◆ WHAT IS NEEDED: Only the lines from the one with "Could you please point out the marigold" onward are wanted, through the last line of the entries, set down exactly.

◆ PROVIDED DATA:
▬▬▬
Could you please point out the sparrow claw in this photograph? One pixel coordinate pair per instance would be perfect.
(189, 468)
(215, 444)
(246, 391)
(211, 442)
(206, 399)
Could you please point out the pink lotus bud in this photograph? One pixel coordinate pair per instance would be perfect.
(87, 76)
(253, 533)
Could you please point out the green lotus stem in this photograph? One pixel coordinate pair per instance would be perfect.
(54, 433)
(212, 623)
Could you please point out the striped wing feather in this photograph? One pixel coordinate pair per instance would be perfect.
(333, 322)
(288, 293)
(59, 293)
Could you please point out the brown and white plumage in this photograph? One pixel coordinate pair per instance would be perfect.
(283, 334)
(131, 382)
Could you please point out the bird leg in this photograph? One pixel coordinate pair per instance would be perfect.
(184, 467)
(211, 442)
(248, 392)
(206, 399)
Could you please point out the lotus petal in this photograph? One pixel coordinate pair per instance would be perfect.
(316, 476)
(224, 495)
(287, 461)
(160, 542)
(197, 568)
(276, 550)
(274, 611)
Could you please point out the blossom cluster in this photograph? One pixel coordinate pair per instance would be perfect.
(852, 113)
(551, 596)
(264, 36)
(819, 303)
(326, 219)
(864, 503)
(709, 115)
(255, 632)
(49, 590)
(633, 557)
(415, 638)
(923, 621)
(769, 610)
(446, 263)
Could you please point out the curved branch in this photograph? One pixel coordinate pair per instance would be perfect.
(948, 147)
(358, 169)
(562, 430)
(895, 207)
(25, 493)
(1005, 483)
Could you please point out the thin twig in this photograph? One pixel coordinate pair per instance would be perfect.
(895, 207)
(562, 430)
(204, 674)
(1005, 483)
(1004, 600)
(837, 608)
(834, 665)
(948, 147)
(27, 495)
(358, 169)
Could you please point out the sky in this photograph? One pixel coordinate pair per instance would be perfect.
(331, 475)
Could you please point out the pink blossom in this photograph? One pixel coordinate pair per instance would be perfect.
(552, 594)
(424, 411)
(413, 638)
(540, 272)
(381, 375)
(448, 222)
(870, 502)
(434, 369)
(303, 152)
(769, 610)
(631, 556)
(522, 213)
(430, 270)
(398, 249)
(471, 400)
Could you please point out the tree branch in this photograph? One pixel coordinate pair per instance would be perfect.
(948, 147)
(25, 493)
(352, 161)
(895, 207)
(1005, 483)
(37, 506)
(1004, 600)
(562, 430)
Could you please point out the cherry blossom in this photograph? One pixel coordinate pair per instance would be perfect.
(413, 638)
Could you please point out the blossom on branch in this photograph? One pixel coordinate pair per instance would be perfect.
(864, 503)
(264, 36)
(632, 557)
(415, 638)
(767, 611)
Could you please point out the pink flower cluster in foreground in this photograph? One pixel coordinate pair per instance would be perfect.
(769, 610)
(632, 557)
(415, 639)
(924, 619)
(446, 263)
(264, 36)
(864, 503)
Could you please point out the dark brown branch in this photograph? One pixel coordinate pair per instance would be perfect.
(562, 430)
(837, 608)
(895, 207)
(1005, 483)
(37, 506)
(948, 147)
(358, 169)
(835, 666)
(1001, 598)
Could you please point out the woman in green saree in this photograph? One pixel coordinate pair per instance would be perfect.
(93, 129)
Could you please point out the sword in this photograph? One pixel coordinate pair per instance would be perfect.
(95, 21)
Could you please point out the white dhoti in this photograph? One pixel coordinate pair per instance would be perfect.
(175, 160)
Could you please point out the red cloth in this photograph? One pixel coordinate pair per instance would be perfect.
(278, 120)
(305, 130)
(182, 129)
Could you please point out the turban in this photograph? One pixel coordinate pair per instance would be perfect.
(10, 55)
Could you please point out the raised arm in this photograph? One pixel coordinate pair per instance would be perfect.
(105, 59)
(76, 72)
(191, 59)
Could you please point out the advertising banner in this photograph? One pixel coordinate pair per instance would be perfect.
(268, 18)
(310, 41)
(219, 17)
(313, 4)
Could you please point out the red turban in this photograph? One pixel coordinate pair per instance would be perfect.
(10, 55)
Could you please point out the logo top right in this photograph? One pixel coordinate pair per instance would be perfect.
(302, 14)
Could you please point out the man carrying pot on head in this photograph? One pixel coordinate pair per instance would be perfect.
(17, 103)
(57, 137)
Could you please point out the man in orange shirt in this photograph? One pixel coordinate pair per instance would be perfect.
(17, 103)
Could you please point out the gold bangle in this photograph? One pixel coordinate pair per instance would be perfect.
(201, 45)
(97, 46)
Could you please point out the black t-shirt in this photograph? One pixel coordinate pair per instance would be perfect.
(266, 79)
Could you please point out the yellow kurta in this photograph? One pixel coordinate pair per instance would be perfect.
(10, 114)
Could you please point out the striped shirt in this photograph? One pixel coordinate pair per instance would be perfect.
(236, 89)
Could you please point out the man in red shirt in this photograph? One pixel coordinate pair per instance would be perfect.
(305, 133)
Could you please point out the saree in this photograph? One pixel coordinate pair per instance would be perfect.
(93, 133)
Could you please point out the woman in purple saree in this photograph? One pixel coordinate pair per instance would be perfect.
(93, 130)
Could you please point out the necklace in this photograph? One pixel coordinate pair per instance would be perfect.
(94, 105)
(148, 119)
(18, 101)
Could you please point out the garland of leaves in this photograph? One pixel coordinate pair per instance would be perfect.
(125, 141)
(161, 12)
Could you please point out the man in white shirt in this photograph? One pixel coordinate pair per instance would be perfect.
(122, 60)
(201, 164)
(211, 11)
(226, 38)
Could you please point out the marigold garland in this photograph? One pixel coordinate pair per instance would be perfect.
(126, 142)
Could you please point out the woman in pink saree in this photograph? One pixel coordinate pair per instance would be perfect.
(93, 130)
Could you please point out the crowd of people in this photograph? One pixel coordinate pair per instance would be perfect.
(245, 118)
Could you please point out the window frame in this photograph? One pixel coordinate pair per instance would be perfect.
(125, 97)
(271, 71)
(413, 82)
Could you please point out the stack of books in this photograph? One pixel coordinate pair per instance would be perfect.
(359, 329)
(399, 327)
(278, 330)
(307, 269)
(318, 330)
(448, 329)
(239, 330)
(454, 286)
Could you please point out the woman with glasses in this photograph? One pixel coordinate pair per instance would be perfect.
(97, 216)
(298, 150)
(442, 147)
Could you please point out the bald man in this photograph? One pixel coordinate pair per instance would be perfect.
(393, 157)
▬▬▬
◆ WRITTEN REPLY:
Could you please point out the marigold garland in this photograph? One pixel coordinate pair per instance would be perfect.
(126, 142)
Could you please point out the woman in pink saree in this photograph? One pixel coordinate pair per instance would be perfect.
(93, 130)
Could you please point out the crowd of people in this photograph? One pixel coordinate pair per instance would be perfect.
(245, 118)
Could you please point out the window frame in this photograph? One pixel coordinate pair per instance would be perfect.
(125, 97)
(271, 71)
(413, 82)
Could you please point out the stack of books in this photograph? One pixel coordinate pair per instance would be perfect.
(359, 329)
(399, 327)
(278, 330)
(307, 269)
(318, 330)
(448, 329)
(239, 330)
(454, 286)
Could you please point out the woman with glasses in this photograph? One pixel coordinate pair per instance would be perfect.
(97, 216)
(298, 150)
(442, 147)
Could you please point out the bald man in this photograph? One pixel coordinate pair per instance would be perfect.
(393, 157)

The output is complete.